▶ What to produce
Extract exactly the lines from the top of the records through the line containing "x=234, y=583", and keep pictures out of the copy.

════════════════════

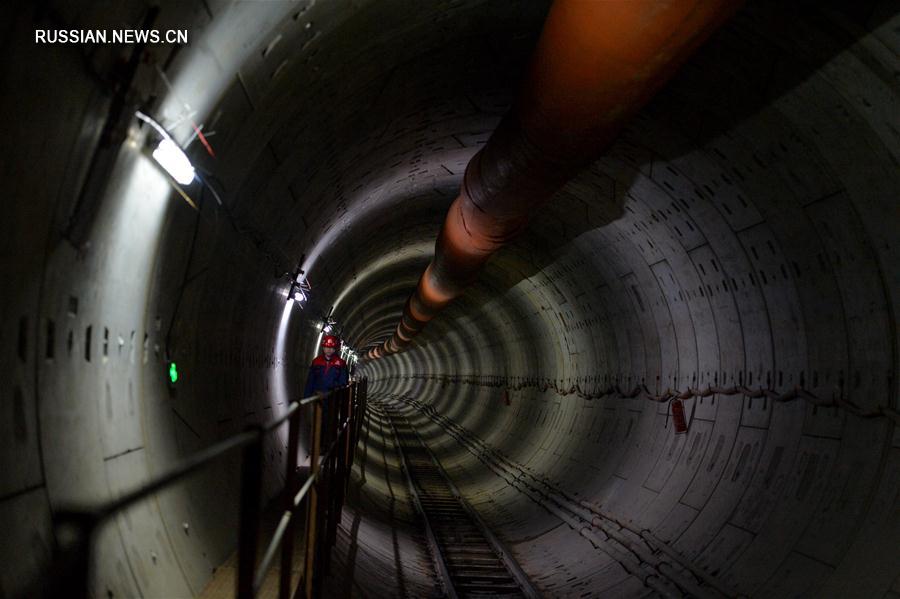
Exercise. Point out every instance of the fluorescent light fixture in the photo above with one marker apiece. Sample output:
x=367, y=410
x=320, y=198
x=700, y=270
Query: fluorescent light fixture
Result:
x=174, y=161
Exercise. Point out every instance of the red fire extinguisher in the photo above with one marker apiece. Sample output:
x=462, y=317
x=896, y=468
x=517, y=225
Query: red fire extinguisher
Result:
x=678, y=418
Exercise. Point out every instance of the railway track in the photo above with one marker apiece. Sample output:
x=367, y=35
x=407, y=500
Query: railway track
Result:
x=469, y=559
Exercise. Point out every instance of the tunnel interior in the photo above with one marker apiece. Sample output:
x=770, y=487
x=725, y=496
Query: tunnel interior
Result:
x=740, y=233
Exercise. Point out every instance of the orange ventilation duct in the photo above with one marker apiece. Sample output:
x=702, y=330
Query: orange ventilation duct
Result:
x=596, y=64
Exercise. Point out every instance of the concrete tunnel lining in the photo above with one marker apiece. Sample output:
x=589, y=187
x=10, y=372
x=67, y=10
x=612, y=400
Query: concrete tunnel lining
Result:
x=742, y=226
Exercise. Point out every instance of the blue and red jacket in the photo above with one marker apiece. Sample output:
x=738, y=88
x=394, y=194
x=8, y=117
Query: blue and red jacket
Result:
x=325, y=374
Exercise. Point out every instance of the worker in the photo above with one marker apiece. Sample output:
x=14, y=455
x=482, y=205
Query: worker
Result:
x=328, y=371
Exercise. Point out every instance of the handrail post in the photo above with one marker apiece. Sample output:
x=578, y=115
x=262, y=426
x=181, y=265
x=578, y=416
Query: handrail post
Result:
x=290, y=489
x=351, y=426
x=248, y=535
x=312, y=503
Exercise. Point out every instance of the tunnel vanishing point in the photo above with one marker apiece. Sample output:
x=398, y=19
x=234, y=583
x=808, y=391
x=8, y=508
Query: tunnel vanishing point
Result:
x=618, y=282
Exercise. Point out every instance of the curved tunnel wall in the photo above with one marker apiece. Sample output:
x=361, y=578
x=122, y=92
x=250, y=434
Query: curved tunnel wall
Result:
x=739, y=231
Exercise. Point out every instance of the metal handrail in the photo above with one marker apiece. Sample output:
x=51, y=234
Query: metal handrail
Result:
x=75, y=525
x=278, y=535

════════════════════

▶ Answer for the task
Exercise. Point out every instance of the fluorescent light fixture in the photo above with one marker apiece. Sample output:
x=367, y=410
x=320, y=198
x=700, y=270
Query: fluorescent light fixture
Result:
x=174, y=161
Exercise. Point out every instance of the red fire extinguisher in the photo above with one marker apiece. Sample output:
x=462, y=317
x=896, y=468
x=517, y=225
Query: red fire extinguisher
Result:
x=678, y=418
Exercise. Point out every instance of the railway track in the photo above with one marker apiece. Sample output:
x=367, y=35
x=407, y=500
Query: railway track
Result:
x=469, y=559
Exercise. Point out every instance of the tunnel interior in the photo above with one marker apiece. Sample output:
x=770, y=487
x=725, y=496
Query: tunnel interior
Result:
x=740, y=233
Exercise. Point out every instance of the orange ventilation duct in the photo above with one marker apiece. Sample output:
x=702, y=330
Query: orange ventilation duct
Result:
x=596, y=64
Exercise. Point out every instance of the concrete tunnel lining in the photo above with one marker apiece. Sample output:
x=589, y=187
x=10, y=372
x=67, y=10
x=612, y=400
Query: concrete tunnel lining
Result:
x=742, y=226
Exercise. Point out every instance of the blue and red jacket in the photo above with one marker apiece. Sample output:
x=738, y=88
x=394, y=194
x=8, y=117
Query: blue and red jacket
Result:
x=325, y=374
Exercise. Point out every instance of the worker in the photo above with one marker apiece. Sample output:
x=14, y=455
x=482, y=205
Query: worker
Result:
x=328, y=371
Exercise. Point out every instance of the handrail post in the photo above with one marker apiece. Sample output:
x=578, y=115
x=262, y=426
x=181, y=265
x=578, y=416
Query: handrail post
Result:
x=290, y=489
x=351, y=426
x=248, y=535
x=312, y=503
Exercise. Point out every instance of the tunnel vanishing point in the photo above with one marker apiece. Sample output:
x=398, y=19
x=234, y=583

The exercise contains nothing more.